[Data excerpts]
———
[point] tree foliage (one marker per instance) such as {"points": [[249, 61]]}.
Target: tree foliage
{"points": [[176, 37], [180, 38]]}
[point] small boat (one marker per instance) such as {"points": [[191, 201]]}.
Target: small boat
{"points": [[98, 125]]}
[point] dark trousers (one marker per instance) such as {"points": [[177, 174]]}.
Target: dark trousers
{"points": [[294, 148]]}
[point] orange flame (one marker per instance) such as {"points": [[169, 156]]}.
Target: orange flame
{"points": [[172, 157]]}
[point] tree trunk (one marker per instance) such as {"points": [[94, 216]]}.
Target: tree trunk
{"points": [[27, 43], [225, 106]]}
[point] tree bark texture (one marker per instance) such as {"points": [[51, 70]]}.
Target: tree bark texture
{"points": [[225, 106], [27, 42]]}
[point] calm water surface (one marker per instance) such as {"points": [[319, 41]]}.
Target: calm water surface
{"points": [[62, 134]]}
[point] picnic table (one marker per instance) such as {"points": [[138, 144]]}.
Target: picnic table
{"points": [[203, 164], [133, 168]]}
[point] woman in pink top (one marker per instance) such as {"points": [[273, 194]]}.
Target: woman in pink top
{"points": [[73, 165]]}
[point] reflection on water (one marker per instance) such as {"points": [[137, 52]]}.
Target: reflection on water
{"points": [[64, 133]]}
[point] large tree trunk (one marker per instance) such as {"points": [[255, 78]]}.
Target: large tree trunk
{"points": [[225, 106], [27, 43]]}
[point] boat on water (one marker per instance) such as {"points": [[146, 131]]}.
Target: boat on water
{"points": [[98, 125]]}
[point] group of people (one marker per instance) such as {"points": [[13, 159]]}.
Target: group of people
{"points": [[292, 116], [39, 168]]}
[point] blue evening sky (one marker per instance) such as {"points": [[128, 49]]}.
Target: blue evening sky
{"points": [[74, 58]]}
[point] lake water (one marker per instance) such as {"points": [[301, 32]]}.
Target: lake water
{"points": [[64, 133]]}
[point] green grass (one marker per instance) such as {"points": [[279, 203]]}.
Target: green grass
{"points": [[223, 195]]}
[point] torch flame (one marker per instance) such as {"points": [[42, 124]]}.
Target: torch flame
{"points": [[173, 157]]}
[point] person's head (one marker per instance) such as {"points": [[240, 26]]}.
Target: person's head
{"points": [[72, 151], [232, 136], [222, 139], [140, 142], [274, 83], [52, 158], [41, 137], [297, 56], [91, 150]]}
———
Repeat the records above with every character intact.

▶ **ANSWER TO THE EXERCISE**
[point] tree foliage (one marker per instance) such as {"points": [[249, 61]]}.
Target: tree foliage
{"points": [[176, 37], [180, 38]]}
[point] small boat (one marker per instance) such as {"points": [[191, 201]]}.
Target: small boat
{"points": [[98, 125]]}
[point] dark trousers (one marker per instance) such as {"points": [[177, 174]]}.
Target: dark trousers
{"points": [[294, 148]]}
[point] orange flame (one marker per instance) such as {"points": [[169, 156]]}.
Target: orange flame
{"points": [[172, 157]]}
[point] tree trunk (one marker per instance) such as {"points": [[94, 216]]}.
Target: tree trunk
{"points": [[27, 43], [225, 106]]}
[point] tree bark texture (one marker per instance) such as {"points": [[51, 70]]}.
Target: tree bark texture
{"points": [[225, 106], [27, 42]]}
[point] calm water surface (one marker per instance) such as {"points": [[319, 41]]}.
Target: calm water surface
{"points": [[62, 134]]}
[point] picnic table (one marker per instance) such as {"points": [[138, 144]]}.
Target: picnic table
{"points": [[203, 164], [133, 168]]}
[point] woman in pink top (one marker per instance) such as {"points": [[273, 194]]}.
Target: woman in pink top
{"points": [[73, 165]]}
[point] reflection on water (one marker per instance) such as {"points": [[137, 52]]}.
Target: reflection on water
{"points": [[64, 133]]}
[point] large tree trunk (one marker per instance) such as {"points": [[255, 78]]}.
Target: large tree trunk
{"points": [[225, 106], [27, 43]]}
[point] boat on water (one marker per instance) such as {"points": [[146, 131]]}.
Target: boat on water
{"points": [[98, 125]]}
[point] group of people (one marker per instance) such as {"points": [[13, 159]]}.
Target: group of people
{"points": [[292, 116], [39, 168]]}
[point] blue evening sky (one marker per instance) such as {"points": [[128, 49]]}.
Target: blue evening sky
{"points": [[74, 58]]}
[point] lake water (one marker per instance) such as {"points": [[301, 32]]}.
Target: lake water
{"points": [[64, 133]]}
[point] green grass (one marker per instance) such as {"points": [[279, 203]]}.
Target: green grass
{"points": [[223, 195]]}
[point] torch flame (one marker per instance) such as {"points": [[42, 124]]}.
Target: torch flame
{"points": [[173, 157]]}
[point] person's head (one marker per instance) such as {"points": [[240, 26]]}.
Target: person's head
{"points": [[72, 151], [232, 136], [222, 139], [140, 142], [274, 83], [52, 158], [41, 137], [297, 56], [91, 150]]}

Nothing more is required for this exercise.